AIM → Turn these lines into a numbered list, leaving out any blank lines and the pictures.

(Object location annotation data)
* * * * * * * * *

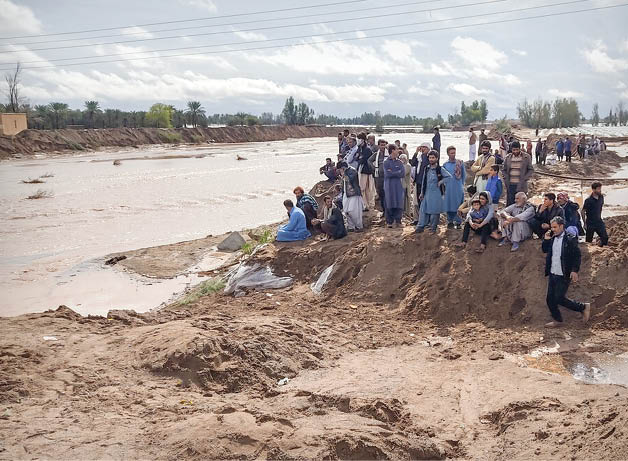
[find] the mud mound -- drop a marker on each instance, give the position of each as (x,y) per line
(429,279)
(224,354)
(584,431)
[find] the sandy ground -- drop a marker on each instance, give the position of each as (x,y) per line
(414,350)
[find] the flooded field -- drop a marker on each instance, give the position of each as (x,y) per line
(51,249)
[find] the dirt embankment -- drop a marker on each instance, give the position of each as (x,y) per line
(29,142)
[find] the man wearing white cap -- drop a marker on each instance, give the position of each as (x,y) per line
(419,164)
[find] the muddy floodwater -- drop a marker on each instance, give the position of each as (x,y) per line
(52,249)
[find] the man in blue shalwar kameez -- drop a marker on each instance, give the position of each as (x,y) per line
(432,193)
(295,229)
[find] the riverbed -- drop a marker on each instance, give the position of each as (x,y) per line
(52,249)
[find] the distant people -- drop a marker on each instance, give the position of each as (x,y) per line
(436,139)
(329,170)
(308,204)
(352,205)
(367,181)
(296,228)
(514,221)
(332,223)
(571,214)
(482,166)
(517,172)
(479,219)
(567,147)
(538,151)
(454,192)
(407,185)
(394,172)
(370,143)
(546,211)
(432,193)
(592,215)
(560,149)
(483,136)
(473,139)
(562,265)
(376,161)
(494,185)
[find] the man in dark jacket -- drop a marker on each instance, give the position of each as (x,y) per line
(376,161)
(562,265)
(548,210)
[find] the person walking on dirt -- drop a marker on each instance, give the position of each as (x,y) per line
(473,139)
(592,215)
(517,172)
(547,211)
(562,265)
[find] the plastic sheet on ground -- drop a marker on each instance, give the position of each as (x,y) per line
(317,287)
(254,277)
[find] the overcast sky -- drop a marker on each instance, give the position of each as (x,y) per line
(582,55)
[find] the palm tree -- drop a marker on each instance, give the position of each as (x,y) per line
(91,107)
(58,109)
(194,110)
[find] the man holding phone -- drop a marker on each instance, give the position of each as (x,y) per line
(562,265)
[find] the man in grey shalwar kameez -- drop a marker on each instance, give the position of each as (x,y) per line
(432,193)
(514,221)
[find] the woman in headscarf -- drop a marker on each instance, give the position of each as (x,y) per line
(407,185)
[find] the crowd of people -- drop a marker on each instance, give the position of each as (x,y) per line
(372,174)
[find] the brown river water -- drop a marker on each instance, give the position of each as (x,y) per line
(52,250)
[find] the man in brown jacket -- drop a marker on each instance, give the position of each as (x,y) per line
(517,171)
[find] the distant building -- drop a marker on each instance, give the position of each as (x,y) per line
(11,123)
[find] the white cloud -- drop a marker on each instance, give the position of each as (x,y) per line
(207,5)
(601,62)
(17,19)
(467,90)
(564,93)
(478,53)
(143,85)
(249,36)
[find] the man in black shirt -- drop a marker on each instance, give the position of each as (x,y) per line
(592,215)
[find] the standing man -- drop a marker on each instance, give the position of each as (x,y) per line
(352,205)
(432,194)
(394,172)
(562,265)
(568,149)
(377,165)
(419,164)
(560,149)
(547,211)
(436,139)
(483,136)
(517,172)
(454,192)
(473,139)
(592,215)
(367,182)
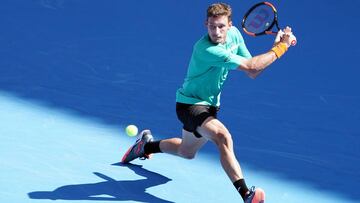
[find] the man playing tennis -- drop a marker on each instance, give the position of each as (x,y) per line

* * * * * * * * *

WRITTEN RESPONSE →
1. [find] the mud mound -- drop a marker on each instance, give the position of each as (x,y) per line
2. (429,279)
3. (224,354)
4. (584,431)
5. [find] the sandy ground -- drop a marker on each instance, give the position of each as (x,y) per line
6. (414,350)
7. [find] the flooded field -- drop a marker on each instance, give the position of each as (x,y) per line
8. (51,249)
9. [find] the dirt embankment -- drop a marker on each instance, give the position of each as (x,y) per line
10. (29,142)
11. [find] the man wearing white cap -- drop a marker on each instance, give the position of each as (x,y) per line
12. (419,164)
13. [find] the muddy floodwater -- drop a marker on each instance, give the position of each as (x,y) per line
14. (52,249)
15. [find] the man in blue shalwar kameez -- drop a marker on each instance, give the position of each as (x,y) per line
16. (432,193)
17. (295,229)
18. [find] the riverbed -- drop a marker on each instance, give the position of each as (x,y) per line
19. (52,249)
20. [find] the distant people -- drop a marker on each instance, give the position of each as (x,y) per line
21. (436,139)
22. (329,170)
23. (308,204)
24. (352,205)
25. (367,181)
26. (296,228)
27. (514,221)
28. (332,223)
29. (571,214)
30. (482,166)
31. (517,172)
32. (479,219)
33. (567,147)
34. (538,151)
35. (454,192)
36. (407,185)
37. (394,172)
38. (370,143)
39. (546,211)
40. (432,193)
41. (592,215)
42. (560,149)
43. (483,136)
44. (473,139)
45. (562,265)
46. (376,161)
47. (494,185)
48. [find] the man in dark jacket -- drop a marker on each instance, give the position of each as (x,y) per line
49. (376,161)
50. (562,265)
51. (548,210)
52. [find] the person walking on dirt -- drop a marker on each instance, give the position of each as (x,y) per line
53. (473,139)
54. (592,215)
55. (517,172)
56. (547,211)
57. (562,265)
58. [find] the plastic sheet on ground -- drop a marker on each instance, give the position of each as (x,y) per line
59. (317,287)
60. (254,277)
61. [find] the overcast sky -- drop a marker on each instance, give the position of each as (x,y) per line
62. (582,55)
63. [find] the palm tree -- drop a marker on each instance, give the position of each as (x,y) per line
64. (91,107)
65. (58,109)
66. (194,110)
67. [find] the man holding phone -- drop a marker on each instance, give the position of each as (x,y) per line
68. (562,265)
69. [find] the man in grey shalwar kameez -- drop a marker on each instance, give the position of each as (x,y) per line
70. (432,193)
71. (514,221)
72. [find] the woman in headscarf -- drop a marker on each instance, give the position of each as (x,y) per line
73. (407,185)
74. [find] the crowd of people -- drop a marker on each instance, give the position of each as (x,y) per line
75. (372,174)
76. [find] the brown river water -- drop a marker on each instance, give the position of each as (x,y) per line
77. (52,250)
78. [find] the man in brown jacket -- drop a marker on each instance, give the position of each as (x,y) per line
79. (517,171)
80. [find] the distant building -- drop a marker on each instance, give the position of each as (x,y) per line
81. (11,123)
82. [find] the white cloud -- drop a marker on each instance, give the position of each as (x,y) per line
83. (207,5)
84. (601,62)
85. (17,19)
86. (467,90)
87. (564,93)
88. (478,53)
89. (143,85)
90. (249,36)
91. [find] the man in black shirt -- drop a marker on each instance, give the position of each as (x,y) per line
92. (592,215)
93. [find] the standing man -- drop a marker on each instance, give the position of each as (x,y) per line
94. (352,205)
95. (432,194)
96. (394,172)
97. (562,265)
98. (568,149)
99. (377,165)
100. (419,164)
101. (560,149)
102. (547,211)
103. (436,139)
104. (483,136)
105. (517,172)
106. (454,192)
107. (473,139)
108. (592,215)
109. (367,182)
110. [find] the man playing tennis -- drop a marker on each instance, give the position of each as (x,y) per line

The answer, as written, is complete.